(Records from a collection)
------------------------
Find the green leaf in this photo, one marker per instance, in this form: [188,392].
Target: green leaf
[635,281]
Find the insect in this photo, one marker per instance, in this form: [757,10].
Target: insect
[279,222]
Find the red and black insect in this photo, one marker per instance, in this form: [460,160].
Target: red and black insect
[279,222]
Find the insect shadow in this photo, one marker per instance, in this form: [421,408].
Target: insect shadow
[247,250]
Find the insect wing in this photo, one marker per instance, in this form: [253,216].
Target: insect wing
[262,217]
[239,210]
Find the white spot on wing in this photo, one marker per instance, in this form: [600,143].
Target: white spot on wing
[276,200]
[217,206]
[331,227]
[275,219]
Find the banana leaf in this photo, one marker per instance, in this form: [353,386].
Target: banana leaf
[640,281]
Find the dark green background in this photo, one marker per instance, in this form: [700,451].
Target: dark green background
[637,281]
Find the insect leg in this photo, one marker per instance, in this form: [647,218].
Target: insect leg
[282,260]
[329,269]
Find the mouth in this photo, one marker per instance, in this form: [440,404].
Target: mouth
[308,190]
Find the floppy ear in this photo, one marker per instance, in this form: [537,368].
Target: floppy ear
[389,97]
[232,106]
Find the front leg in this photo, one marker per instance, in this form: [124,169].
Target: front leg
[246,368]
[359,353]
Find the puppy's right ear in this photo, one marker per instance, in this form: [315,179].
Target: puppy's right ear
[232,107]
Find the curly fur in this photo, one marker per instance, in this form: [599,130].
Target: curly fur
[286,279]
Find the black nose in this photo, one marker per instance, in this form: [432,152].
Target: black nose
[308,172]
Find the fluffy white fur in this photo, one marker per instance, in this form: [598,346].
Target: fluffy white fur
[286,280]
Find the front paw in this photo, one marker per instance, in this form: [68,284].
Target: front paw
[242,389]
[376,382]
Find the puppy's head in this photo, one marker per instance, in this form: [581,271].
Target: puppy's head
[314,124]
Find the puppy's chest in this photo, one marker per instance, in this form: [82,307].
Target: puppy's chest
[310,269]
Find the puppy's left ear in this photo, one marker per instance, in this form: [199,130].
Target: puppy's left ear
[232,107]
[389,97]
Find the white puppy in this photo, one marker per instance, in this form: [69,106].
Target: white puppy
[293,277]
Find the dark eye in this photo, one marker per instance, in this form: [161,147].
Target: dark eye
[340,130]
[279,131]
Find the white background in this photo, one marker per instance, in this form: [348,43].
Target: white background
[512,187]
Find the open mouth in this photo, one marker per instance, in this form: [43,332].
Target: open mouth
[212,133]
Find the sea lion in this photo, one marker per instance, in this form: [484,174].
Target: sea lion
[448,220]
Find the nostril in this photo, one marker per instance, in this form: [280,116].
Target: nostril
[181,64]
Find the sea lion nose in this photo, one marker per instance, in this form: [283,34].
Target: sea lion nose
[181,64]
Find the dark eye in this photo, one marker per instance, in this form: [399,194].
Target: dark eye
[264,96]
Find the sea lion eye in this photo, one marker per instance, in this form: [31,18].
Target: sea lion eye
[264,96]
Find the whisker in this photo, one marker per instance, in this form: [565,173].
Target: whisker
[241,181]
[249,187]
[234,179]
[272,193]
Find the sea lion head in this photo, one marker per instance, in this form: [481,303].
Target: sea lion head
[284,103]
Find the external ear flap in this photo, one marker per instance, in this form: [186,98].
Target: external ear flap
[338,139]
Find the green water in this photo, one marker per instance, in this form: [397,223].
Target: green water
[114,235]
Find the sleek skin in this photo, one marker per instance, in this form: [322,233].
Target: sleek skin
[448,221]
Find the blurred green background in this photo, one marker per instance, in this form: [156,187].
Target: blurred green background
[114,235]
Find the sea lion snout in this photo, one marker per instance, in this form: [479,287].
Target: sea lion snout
------------------------
Reproduce every record in full, keeping each one exactly as it reads.

Find the green leaf in this photo, one marker per instance, in this form: [188,392].
Target: green leaf
[635,281]
Find the insect in this photo, one marker per instance, in this form: [757,10].
Target: insect
[279,222]
Find the red and black insect in this photo, one marker per instance, in this form: [460,160].
Target: red and black insect
[279,222]
Find the insect shadow in this photo, one marker per instance, in this form: [421,408].
Target: insect shadow
[247,250]
Find the insect wing in this photo, one marker per instance, in this form: [253,216].
Target: insect wing
[262,217]
[239,210]
Find the white spot on wing in this photo, one marker per instance, in this form: [600,143].
Target: white spot on wing
[276,200]
[217,206]
[331,227]
[275,219]
Find the banana leaf in this photo, one marker per instance, in this form: [353,386].
Target: banana leaf
[640,281]
Find the dark green background in this photo, one marker per instance, in this form: [700,451].
Target: dark green background
[637,281]
Find the insect leg in this photo, one marker per instance, in this form: [647,218].
Target: insect leg
[282,260]
[329,269]
Find the mouth in this photo, one marker per instance, in this form: [440,404].
Target: mouth
[308,190]
Find the floppy ear in this photo, one marker per instance, in this form: [537,368].
Target: floppy ear
[389,97]
[232,106]
Find the front leg in this photo, one marker per instance, in this form: [124,169].
Target: front leg
[246,368]
[359,353]
Find the puppy's right ear in this photo, one marker per instance, in this form: [315,179].
Target: puppy's right ear
[232,107]
Find the curly fur in this photo, one marker per instance, in this form: [599,130].
Target: curly fur
[286,279]
Find the black nose in this photo, one marker per instance, in this form: [432,152].
Target: black nose
[308,172]
Find the fluffy white fur in this photo, one marker per instance, in this form: [598,346].
Target: fluffy white fur
[286,280]
Find the front paw in this photo, one marker per instance, in this form: [68,284].
Target: front paw
[242,389]
[376,382]
Find the puppy's head in this photo, one marker per instance, in this form: [581,271].
Target: puppy's head
[314,124]
Find the puppy's chest in this photo, one marker per instance, in this form: [82,307].
Target: puppy's chest
[310,269]
Find the puppy's left ear in this photo, one marker per instance, in this form: [199,130].
Target: puppy's left ear
[232,107]
[389,97]
Find the white puppy in this photo, one marker per instance, in this form: [69,106].
Target: white puppy
[293,277]
Find the dark eye in this photo, one marker per instance, in this form: [161,147].
Target: dark eye
[340,130]
[279,131]
Find the white background in this photo, one marker per instance, in this form: [348,43].
Target: white background
[512,187]
Find the open mouth in this photo, one marker per instance, in this form: [43,332].
Target: open mouth
[212,133]
Find the sea lion in this photo, one marker per instance, in this form: [484,174].
Target: sea lion
[448,220]
Find the nostril in this photo, one marker per instance, in this form: [280,116].
Target: nostril
[181,64]
Find the sea lion nose in this photo, one marker per instance, in this form: [283,34].
Target: sea lion nose
[181,64]
Find the dark eye in this photo, one marker per instance, in this form: [399,194].
Target: dark eye
[264,96]
Find the sea lion eye in this photo, one marker per instance, in this form: [31,18].
Target: sea lion eye
[264,96]
Find the whisker in this photo, one marker per instance, in this form: [565,173].
Target: whisker
[241,181]
[249,187]
[234,179]
[272,193]
Find the sea lion head in this photo, one marker per instance, in this form: [481,303].
Target: sea lion head
[284,103]
Find the external ear flap in this photo, one marker per instance, in this form: [186,98].
Target: external ear flap
[338,139]
Find the green water in this photo, one marker per instance, in this form: [397,223].
Target: green water
[114,235]
Find the sleek skin in this photo, one marker per instance, in this form: [322,233].
Target: sleek skin
[448,221]
Find the blurred green background in this photo, one marker per instance, in this form: [156,187].
Target: blurred green background
[114,235]
Find the sea lion snout in this photo, one marker per instance, in this form: [479,287].
Target: sea lion snout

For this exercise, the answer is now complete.